Required task A
In the Tony Meola passage, what do Meola's college teammates call him?
Required task B
List every symbol of his teenage years that Meola still clung to, according to the Tony Meola passage.
Required task C
Carry the Tony Meola passage forward, starting right after its final sentence.

Document text
A week later, Meola was a kid again, a sophomore back in his dorm room at the University of Virginia, reunited with his pet python, Monty. Though Meola would soon turn 21, he still clung to the symbols of his teenage years: the spiked hair, the gold earring, the friendship bracelets, the word MEAT scrawled in black ink on the tongue of his shoe. Meat, or sometimes Meatball, is what his college teammates call him.

Most likely Meola came to full flower in late February, during the U.S.'s 3-1 loss to the Soviet Union in Palo Alto, Calif. The turning point occurred in the closing seconds of the first half, when the Soviets took a 2-1 lead. Throughout the half, Meola had played well, though not brilliantly, behind a broken, demoralized defense. That second, crushing goal had come from a Soviet free kick that the U.S. defensive wall had failed to clear, giving Meola, whose view was blocked, no chance to stop the rebound shot. As he picked the ball out of the net, he looked incredulous and disgusted at the same time.

For Meola, who had been unscored upon in his four World Cup qualifying games, this was his first heavy dose of reality in international soccer, and he responded with determination. In the second half, his brave performance prevented a rout, despite a relentless Soviet attack. "I kept us in the game for a good while," he said. "And that was something that perhaps went unnoticed."

His abilities as a goalie had not been lost on the rest of the world, however. Last December, shortly after he led Virginia to an NCAA cochampionship, Meola left school to seek a contract with a pro team. This decision was reasonable enough, for as Bruce Arena, the Cavaliers' coach, says, "Tony is going to be a rich young man. He's going to be our first international soccer star."

Data
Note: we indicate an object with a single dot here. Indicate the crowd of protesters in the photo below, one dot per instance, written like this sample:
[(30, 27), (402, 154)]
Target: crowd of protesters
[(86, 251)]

Written answer A
Meat, or sometimes Meatball.

Written answer B
- The spiked hair
- The gold earring
- The friendship bracelets
- The word MEAT scrawled in black ink on the tongue of his shoe

Written answer C
And indeed, in January, Sheffield Wednesday, a British first-division club, invited Meola, along with another Kearny native, U.S. midfielder John Harkes, to a tryout. Sheffield made offers to both players. (Neither the club nor the players would reveal the terms, but Meola's lawyer, Tony Benevento, had been angling for a $250,000 signing bonus and a three-year deal for around $130,000 a year.) But Meola and Harkes decided to sign one-year contracts for a reported $40,000 with the U.S. Soccer Federation, and they committed to train full time with the national team for the World Cup finals in Italy this June. Since making that deal, Meola has also signed an endorsement contract worth more than $500,000 with Reusch, a West German sporting goods manufacturer.

If Meola had known what awaited him when he returned to the U.S. from his tryout, he might have had second thoughts about leaving England. The spirit of Trinidad and Tobago swiftly evaporated as the American team became involved in grubby squabbles over money. Furthermore, team morale took a dive when it apparently became the coaches' policy to keep even star players uncertain of their status.

"We were getting into a mold where we were just too serious," Meola said shortly afterward. "Obviously, most of the time you have to be serious, but one of the troubles with our team since Trinidad is that we haven't been able to do enough fun things away from soccer. We've been starting to get too much into our work, getting stressed out. So this is what we badly needed."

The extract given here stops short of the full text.